出題 1 – 内蔵GPUのゲーム性能を扱った本文から、「実際のゲームのパフォーマンス」から「限値)に張り付いていました。」までを、両端の語句も含めて一字一句変えずに書き写してください。
出題 2 – 内蔵GPUでのゲーム性能を検証した本文を、最後の文に続けて書き進めてください。

本文 –
実際のゲームのパフォーマンスはこの後見ていきますが、やや重めくらいのゲームなら実用的なパフォーマンスを実現できます。内蔵でこの性能は凄いです。
また、BIOSからTurbo Modeをオフにすると、CPUスコアが大きめに低下する代わりに、グラフィックススコアがわずかに向上します。
CPU負荷が小さそうなゲームでのプレイがメインならターボオフ運用もありかもしれません。
ただし、最新のミドルレンジGPUと比べるとさすがに負けており、重量級ゲームでは厳しめの性能ではあります(XeSSのフレーム生成の進化次第では化ける可能性もありそうだけど)。
ゲームのパフォーマンス

原神
解像度 | 画質設定 | 平均 | 1% Low |
---|---|---|---|
1920×1080(フルHD) | 高設定 | 59.9 fps | 52.1 fps |
オープンワールドゲームの原神です。思ったよりもかなり快適でした。高設定でもほぼ60fps(上限値)に張り付いていました。
オープンワールドなので局所的なfps低下が気になるところですが、そちらも思ったほど下がらず、高設定で全然運用できると思いました。許容されているVRAM容量が大きい(最大18GB)ことが活きているのかもしれません。

Apex Legends
解像度 | 画質設定 | 平均 | 1% Low |
---|---|---|---|
1920×1080(フルHD) | 高設定 | 74.0 fps | 46.1 fps |
1920×1080(フルHD) | 中設定 | 83.4 fps | 52.5 fps |
1920×1080(フルHD) | 低設定 | 94.2 fps | 62.8 fps |
一時は凄まじい人気を誇り、現在でも根強い人気があるバトルロワイヤル形式のFPSゲーム、APEXです。
高設定でも平均74fpsとなっており、十分実用的です。低設定なら94.2fpsとなり、快適と言えるレベルになっていると思います。
ただし、局所的なfps低下が大きめで、中設定以上では60fpsを下回ることが散見される点は注意が必要です。

Overwatch 2
解像度 | 画質設定 | 平均 | 1% Low |
---|---|---|---|
1920×1080(フルHD) | NORMAL | 121.0 fps | 78.7 fps |
少人数チーム戦のシューティングゲームのオーバーウォッチ2です。DX12もベータ対応してますが、DX11でのテストです。
NORMAL設定で平均121fpsを記録し、普通に快適です。簡素なグラフィックのゲームなら3Dゲームでも内蔵GPUで快適な時代となっています。
FSR(1 / 2.2)が設定項目にありますが、最適化が上手くいっていないのか、fpsが逆に低下したりするケースがあったので計測から除外しました。

コレクションから抽出したデータ –
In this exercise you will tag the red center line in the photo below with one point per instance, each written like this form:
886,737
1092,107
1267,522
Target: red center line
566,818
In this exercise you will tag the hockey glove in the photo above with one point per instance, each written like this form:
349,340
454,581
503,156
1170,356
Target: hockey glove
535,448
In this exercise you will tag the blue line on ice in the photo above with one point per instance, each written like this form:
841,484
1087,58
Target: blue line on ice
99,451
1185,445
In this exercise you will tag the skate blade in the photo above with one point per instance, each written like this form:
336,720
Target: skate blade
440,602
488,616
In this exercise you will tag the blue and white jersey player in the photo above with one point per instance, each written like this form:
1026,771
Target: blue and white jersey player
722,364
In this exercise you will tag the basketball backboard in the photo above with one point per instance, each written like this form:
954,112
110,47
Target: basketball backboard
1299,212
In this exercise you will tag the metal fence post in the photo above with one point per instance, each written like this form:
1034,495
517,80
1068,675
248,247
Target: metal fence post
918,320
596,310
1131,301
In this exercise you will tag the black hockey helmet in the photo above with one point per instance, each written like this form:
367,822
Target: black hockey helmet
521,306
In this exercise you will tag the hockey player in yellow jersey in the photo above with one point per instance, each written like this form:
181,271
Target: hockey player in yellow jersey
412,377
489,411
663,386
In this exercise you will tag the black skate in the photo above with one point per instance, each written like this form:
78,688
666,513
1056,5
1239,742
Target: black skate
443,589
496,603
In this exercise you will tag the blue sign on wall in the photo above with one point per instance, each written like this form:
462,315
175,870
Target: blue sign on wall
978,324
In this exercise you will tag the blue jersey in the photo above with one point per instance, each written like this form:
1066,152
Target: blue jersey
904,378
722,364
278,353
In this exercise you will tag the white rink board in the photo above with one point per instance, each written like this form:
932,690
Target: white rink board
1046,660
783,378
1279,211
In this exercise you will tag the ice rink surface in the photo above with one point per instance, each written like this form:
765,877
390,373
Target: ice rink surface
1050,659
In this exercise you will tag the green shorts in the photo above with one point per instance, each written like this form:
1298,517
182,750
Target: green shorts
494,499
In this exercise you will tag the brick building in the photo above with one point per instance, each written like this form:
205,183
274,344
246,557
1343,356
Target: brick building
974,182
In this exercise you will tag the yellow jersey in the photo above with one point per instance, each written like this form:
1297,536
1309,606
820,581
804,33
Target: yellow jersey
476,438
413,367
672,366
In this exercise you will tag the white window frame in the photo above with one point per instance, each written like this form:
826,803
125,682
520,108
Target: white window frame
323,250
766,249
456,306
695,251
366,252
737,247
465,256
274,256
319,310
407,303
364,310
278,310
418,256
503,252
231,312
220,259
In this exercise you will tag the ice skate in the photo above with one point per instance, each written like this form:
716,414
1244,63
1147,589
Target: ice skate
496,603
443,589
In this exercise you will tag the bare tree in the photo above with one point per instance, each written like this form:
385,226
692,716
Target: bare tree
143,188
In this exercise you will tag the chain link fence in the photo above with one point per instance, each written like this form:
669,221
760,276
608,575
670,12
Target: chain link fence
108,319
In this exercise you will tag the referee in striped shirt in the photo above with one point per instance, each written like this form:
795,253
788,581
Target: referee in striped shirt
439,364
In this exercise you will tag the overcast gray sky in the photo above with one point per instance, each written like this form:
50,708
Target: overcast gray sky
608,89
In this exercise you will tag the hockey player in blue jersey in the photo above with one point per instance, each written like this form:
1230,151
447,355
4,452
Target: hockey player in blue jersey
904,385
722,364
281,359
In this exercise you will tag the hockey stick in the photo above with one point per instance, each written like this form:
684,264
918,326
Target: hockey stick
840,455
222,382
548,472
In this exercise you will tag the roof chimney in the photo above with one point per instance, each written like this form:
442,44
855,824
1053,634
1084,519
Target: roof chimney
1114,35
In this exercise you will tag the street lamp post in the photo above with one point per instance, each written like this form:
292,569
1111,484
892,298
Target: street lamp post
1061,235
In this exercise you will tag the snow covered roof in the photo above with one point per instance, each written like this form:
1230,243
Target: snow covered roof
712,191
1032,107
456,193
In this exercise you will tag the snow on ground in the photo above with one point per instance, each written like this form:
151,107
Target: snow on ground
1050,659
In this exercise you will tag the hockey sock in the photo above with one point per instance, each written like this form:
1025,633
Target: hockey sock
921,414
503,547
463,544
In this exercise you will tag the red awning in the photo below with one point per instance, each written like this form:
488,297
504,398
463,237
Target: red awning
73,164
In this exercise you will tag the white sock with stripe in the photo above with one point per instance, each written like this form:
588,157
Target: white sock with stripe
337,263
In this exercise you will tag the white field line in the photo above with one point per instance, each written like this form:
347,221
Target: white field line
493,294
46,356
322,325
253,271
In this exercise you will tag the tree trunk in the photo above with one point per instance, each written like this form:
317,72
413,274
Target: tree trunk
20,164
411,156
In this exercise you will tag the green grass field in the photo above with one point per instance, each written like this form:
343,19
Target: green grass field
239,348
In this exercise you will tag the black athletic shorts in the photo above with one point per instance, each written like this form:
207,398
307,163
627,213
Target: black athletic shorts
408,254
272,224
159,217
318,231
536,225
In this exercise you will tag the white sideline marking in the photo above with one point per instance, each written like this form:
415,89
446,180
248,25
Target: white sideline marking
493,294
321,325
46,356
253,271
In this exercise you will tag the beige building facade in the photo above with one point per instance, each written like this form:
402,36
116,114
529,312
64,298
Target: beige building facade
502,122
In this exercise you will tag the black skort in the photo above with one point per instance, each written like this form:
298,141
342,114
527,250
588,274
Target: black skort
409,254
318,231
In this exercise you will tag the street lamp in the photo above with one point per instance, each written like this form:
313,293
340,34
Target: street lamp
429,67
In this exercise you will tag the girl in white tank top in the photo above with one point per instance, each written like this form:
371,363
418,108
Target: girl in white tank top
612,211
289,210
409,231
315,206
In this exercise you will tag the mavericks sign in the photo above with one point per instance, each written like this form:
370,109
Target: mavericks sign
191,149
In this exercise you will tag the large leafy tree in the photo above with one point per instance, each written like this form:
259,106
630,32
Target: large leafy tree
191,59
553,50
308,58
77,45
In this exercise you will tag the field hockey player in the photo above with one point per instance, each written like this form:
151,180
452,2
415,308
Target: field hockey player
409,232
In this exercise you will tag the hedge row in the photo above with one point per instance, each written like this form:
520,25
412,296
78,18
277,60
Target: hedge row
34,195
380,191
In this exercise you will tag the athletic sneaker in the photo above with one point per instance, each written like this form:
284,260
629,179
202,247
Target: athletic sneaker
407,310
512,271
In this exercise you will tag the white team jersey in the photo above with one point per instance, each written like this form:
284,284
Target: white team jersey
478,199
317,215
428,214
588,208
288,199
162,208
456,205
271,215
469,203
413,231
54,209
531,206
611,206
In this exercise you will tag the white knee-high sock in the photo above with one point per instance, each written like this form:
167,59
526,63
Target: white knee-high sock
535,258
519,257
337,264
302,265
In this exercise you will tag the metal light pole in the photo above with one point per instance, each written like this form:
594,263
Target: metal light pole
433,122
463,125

正解 1 –
実際のゲームのパフォーマンスはこの後見ていきますが、やや重めくらいのゲームなら実用的なパフォーマンスを実現できます。内蔵でこの性能は凄いです。
また、BIOSからTurbo Modeをオフにすると、CPUスコアが大きめに低下する代わりに、グラフィックススコアがわずかに向上します。
CPU負荷が小さそうなゲームでのプレイがメインならターボオフ運用もありかもしれません。
ただし、最新のミドルレンジGPUと比べるとさすがに負けており、重量級ゲームでは厳しめの性能ではあります(XeSSのフレーム生成の進化次第では化ける可能性もありそうだけど)。
ゲームのパフォーマンス

原神
解像度 | 画質設定 | 平均 | 1% Low |
---|---|---|---|
1920×1080(フルHD) | 高設定 | 59.9 fps | 52.1 fps |
オープンワールドゲームの原神です。思ったよりもかなり快適でした。高設定でもほぼ60fps(上限値)に張り付いていました。

正解 2 –
モンスターハンターワイルズ:ベンチマーク
解像度 | プリセット | 平均 | スコア |
---|---|---|---|
1920×1080(フルHD) | 低 (FSRフレーム生成) | 41.9 fps | 7101 |
重量級ゲームのモンハンワイルズのベンチマークテストです。フレーム生成を有効にした低プリセットでも約42fpsしか出ていません。
内蔵GPUは、さすがに重量級ゲームで使うには厳しい性能です。画質もかなり微妙で、ジャギジャギ感が否めませんでした。
XeSSにも一応対応していますが、フレーム生成機能には未対応なので、まだ実用的ではないです。

ファイナルファンタジー14(FF XIV)黄金のレガシー
解像度 | 画質設定 | スコア |
---|---|---|
1920×1080(フルHD) | 高品質(FSR) | 6201(やや快適) |
1920×1080(フルHD) | 標準品質(FSR) | 8291(快適) |
やや重い部類のMMO RPG「ファイナルファンタジー14 黄金のレガシー」のベンチマークです。
標準品質でFSR有効時には快適と出ます。しかし、この査定は結構甘めで、60fpsくらい出てたら快適という感じの判定です。
なので、実際には実用的というくらいで、プレイに支障が無ければOKという人ならやや快適くらいの性能です。
優れたパフォーマンスとは言えないと思いますが、割と動きます。このレベルのゲームでも内蔵GPUで普通に動くようになっているのが凄いと思います。
フルHDで軽めのゲームなら快適。やや重めくらいまでも対応は可能
「Arc 140T」内蔵GPUの性能は2025年時点では非常に高く、フルHDゲームならやや重めくらいのゲームまで対応可能です。思ったよりも対応範囲が広いです。
また、オープンワールドの原神でもfpsの落ち込みが思ったほど無くて、比較的安定したパフォーマンスです。
専用VRAMがほぼ定義されておらず、最大18GBから動的に割り当てられるのが逆に良い結果を生んでいるかもしれません。下位の225Hモデルでもメモリは32GB標準でメモリの心配がないのは良いですね。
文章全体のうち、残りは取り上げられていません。